_引用文_.
************

白目の部分が赤くなることを一般的に「充血」といいますが、これは、目が外的刺激やウイルス感染を起こしたり、鼻の粘膜が腫れたりして炎症を起こし、目の血管が膨らんで赤く目立った状態のことです。
赤ちゃんの目が赤く充血していること自体は、実は珍しくありません。眠気やかゆみのせいで目をこすってしまい、赤ちゃんの目が赤く充血することがあります。
また、逆さまつげになっている赤ちゃんも多いため、目に違和感があってこすってしまい、目が赤く充血している場合もあります。
程度の軽い充血であれば、放っておいても数日で治まるので心配はありません。
ただ、赤ちゃんの目の充血が数日経っても治まらなかったり、目やにも出ていたり、ずっと目をこすり続けていたりする場合は、なんらかの病気にかかっている可能性があります。
病院を受診し、医師に診てもらいましょう。
赤ちゃんの目が赤く充血する原因は?
赤ちゃんの目が赤く充血しているときは、病気が原因の場合もあります。
ここでは、赤ちゃんの目に充血を引き起こす病気をご紹介します。目の充血以外の症状にも注意してくださいね。
細菌性結膜炎
目が病原菌に感染することで、結膜(白目の表面にある膜)が炎症を起こします。
主な症状は以下のとおりです(※1)。
- ・目が充血する
- ・膿をもった目やにが出る
- ・涙目になる
赤ちゃんや子供は、インフルエンザ菌などに感染して発症することが多いのが特徴です。病原菌を突き止めて、それの菌に対応する抗菌薬で治療を行います。
アレルギー性結膜炎
花粉やハウスダストなどのアレルゲン(アレルギー反応を起こす物質)に反応して起こる結膜の炎症です。
主な症状は以下のとおりです(※1)。
- ・目が充血する
- ・かゆみ
- ・涙目
- ・まぶたの腫れ
くしゃみや鼻水などの、アレルギー性鼻炎の症状を伴うこともあります。
アレルギーの原因を突き止め、それを生活の中から排除することが大切です。抗アレルギー薬やステロイド薬などの目薬が処方されることもあります。
はやり目(流行性角結膜炎)
特定のタイプのアデノウイルスに感染することで発症する感染症です。
主な症状は以下のとおりです(※1)。
- ・目が充血する
- ・さらさらした目やにが出る
- ・涙目になる
- ・まぶたが腫れる
- ・くびや耳の後ろのリンパ節の腫れや痛みが出る
1~5歳くらいの子供がかかりやすく、感染力が強いことが特徴です。

************

_収集した資料_.

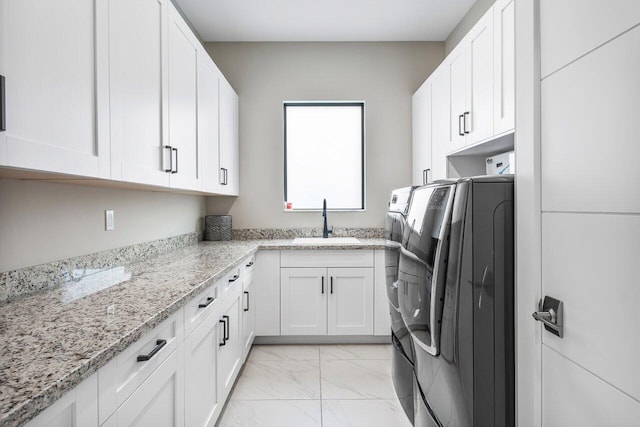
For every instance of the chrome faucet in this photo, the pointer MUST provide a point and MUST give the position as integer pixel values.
(325, 230)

************

赤ちゃんの目の充血に関する文章を、最後の一文の後から書き継いでください。

保育園や幼稚園、家庭内で誰かが感染したら、手洗いを徹底したり、タオルの共有を避けたりして、感染の流行を予防する必要があります。許可が出るまでは登園はできません(※2)。
治療にはステロイド薬、消炎薬などの目薬が処方されますが、治るまでに2週間程度かかることが一般的です。
ぶどう膜炎
ぶどう膜と呼ばれる、眼球の内側にある部位に炎症が起きる病気です。「内眼炎」と呼ばれることもあります。
主な症状は以下のとおりです(※1)。
- ・目が充血する
- ・まぶしさや目の痛みを感じる
- ・視力の低下
- ・目のかすみ
- ・飛蚊症(明るい場所を見ているときに、ゴミや糸くずが飛んで見える)
子供のぶどう膜炎の発症率は8%以下ですが、重い視力障害が残ることもあります(※3)。
治療には、ステロイド薬の目薬を使うことが一般的です(※3)。
逆さまつげ
まぶたが厚かったりして、上下のまつげが内側に向かって生えている状態のことです(※1)。
まつげが眼球に触れると、眼球を傷つけることもあります。
主な症状は以下のとおりです。
- ・目が充血する
- ・まぶたが内側を向いている
- ・しきりに目を触ったり、こすったりしている
- ・目やにが出ている
赤ちゃんの頃に起こりやすく、2歳頃までに自然に治っていくことも多いのでそれほど心配する必要はありません。
赤ちゃんが目をかゆそうにこすっていたら、まつげが眼球に当たってないかを見てあげてください。充血や目やにがひどい場合は、病院で目薬を処方してもらえますよ。
成長しても治らない場合は、まつげが眼球を傷つけないように手術をすることもあります。
川崎病
川崎病とは、4歳以下、とくに2〜3歳くらいの子供に多い全身性の病気です。原因はまだはっきりとはわかっていません。
以下のような、特徴的な症状が現れます。
- ・目が充血する
- ・5日以上発熱が続く
- ・発疹が出る
- ・唇が紅潮する(赤くなる)
- ・首のリンパ節が腫れる
心臓に合併症を引き起こす危険があるため、入院して治療を行います。
麻しん(はしか)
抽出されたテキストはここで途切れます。